-- DATASET EXCERPTS start --

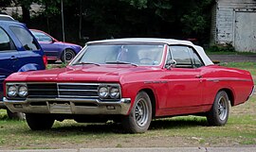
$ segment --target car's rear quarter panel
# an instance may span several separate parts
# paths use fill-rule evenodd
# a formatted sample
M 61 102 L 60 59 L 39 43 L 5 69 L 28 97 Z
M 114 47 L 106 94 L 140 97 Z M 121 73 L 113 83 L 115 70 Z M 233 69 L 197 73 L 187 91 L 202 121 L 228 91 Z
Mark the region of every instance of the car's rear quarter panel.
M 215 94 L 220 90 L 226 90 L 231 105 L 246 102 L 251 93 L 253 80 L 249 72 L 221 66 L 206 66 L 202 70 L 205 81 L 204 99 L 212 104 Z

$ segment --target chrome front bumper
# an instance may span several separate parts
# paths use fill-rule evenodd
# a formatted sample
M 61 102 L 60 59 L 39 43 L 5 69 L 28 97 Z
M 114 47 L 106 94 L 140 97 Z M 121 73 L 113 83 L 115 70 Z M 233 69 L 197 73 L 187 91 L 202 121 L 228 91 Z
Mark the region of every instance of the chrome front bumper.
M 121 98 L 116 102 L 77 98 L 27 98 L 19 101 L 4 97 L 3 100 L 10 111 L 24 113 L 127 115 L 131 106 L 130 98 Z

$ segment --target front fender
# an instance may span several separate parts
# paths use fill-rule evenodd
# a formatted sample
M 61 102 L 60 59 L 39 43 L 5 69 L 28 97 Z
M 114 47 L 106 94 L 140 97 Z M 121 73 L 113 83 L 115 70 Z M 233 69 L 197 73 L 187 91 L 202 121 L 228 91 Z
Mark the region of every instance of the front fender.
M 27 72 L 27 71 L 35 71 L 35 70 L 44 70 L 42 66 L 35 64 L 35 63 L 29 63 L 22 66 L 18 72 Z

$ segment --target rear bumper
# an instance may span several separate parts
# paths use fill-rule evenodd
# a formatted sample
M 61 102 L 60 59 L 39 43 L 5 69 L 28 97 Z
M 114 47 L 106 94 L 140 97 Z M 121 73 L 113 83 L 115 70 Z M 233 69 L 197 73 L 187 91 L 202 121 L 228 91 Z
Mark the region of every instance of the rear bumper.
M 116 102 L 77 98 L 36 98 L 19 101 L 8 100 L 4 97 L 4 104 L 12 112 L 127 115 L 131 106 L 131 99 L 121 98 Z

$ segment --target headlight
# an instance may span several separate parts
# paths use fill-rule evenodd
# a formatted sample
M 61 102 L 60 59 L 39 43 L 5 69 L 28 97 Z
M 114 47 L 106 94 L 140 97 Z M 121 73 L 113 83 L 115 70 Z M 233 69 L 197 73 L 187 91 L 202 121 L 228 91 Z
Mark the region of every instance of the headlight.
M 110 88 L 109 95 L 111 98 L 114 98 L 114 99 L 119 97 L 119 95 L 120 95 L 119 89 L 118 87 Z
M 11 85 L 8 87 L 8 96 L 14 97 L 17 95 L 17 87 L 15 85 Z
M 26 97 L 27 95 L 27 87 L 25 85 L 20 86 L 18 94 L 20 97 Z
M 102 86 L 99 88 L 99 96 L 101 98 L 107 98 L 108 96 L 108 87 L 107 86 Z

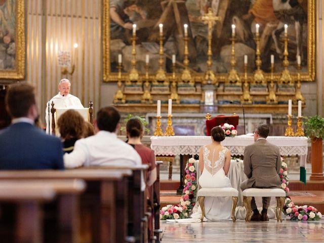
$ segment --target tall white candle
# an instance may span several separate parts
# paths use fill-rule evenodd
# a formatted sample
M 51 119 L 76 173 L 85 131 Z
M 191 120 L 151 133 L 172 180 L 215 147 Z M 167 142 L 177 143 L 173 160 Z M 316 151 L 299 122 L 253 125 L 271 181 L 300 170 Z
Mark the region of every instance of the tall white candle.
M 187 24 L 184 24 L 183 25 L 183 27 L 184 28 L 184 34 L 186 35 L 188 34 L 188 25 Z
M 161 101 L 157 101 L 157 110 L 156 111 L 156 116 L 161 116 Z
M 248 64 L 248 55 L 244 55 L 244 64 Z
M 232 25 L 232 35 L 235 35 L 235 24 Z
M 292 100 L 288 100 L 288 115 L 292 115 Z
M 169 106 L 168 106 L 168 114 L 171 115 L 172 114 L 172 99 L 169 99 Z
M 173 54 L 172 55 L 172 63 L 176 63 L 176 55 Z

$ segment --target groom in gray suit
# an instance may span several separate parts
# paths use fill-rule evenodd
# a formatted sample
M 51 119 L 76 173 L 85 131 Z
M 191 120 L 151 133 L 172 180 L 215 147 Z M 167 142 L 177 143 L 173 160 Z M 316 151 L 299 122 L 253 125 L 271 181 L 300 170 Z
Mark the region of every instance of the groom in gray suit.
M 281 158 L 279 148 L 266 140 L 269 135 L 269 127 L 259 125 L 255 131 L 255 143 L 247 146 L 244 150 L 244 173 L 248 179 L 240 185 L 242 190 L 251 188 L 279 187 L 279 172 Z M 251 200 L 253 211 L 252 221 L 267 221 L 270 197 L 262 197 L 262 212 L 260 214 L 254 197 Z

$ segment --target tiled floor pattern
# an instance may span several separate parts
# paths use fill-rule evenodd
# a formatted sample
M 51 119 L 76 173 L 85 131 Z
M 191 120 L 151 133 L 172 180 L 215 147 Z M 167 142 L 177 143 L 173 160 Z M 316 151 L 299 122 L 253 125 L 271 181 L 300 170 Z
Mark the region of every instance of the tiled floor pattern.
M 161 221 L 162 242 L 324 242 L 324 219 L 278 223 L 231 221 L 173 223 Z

-- DATASET EXCERPTS end --

■ WHAT YOU HAVE TO DO
Write out once more the lines above beginning at the line with "--target groom in gray suit"; continue through the final line and stop there.

■ RESPONSE TO THIS EXERCISE
$ segment --target groom in gray suit
# an instance may span several separate parts
# paths use fill-rule evenodd
# a formatted sample
M 51 119 L 76 173 L 85 131 Z
M 191 120 L 151 133 L 172 180 L 215 147 Z M 167 142 L 177 143 L 173 160 Z M 316 151 L 299 122 L 253 125 L 271 181 L 300 170 Z
Mark the region of every instance of the groom in gray suit.
M 281 158 L 279 148 L 266 140 L 269 135 L 269 127 L 259 125 L 255 131 L 255 143 L 247 146 L 244 150 L 244 173 L 248 179 L 240 185 L 242 190 L 251 188 L 279 187 L 279 172 Z M 251 200 L 253 211 L 252 221 L 267 221 L 270 197 L 262 197 L 262 212 L 260 214 L 254 197 Z

$ segment --target tiled floor pattern
# an instance may span several separate parts
# paths use fill-rule evenodd
# a formatted sample
M 51 119 L 76 173 L 85 131 Z
M 191 120 L 151 133 L 172 180 L 215 147 Z M 167 142 L 177 143 L 173 160 Z M 316 151 L 299 122 L 253 125 L 271 181 L 300 170 Z
Mark the region of every instance of the tiled floor pattern.
M 161 221 L 162 242 L 324 242 L 324 219 L 278 223 L 231 221 L 173 223 Z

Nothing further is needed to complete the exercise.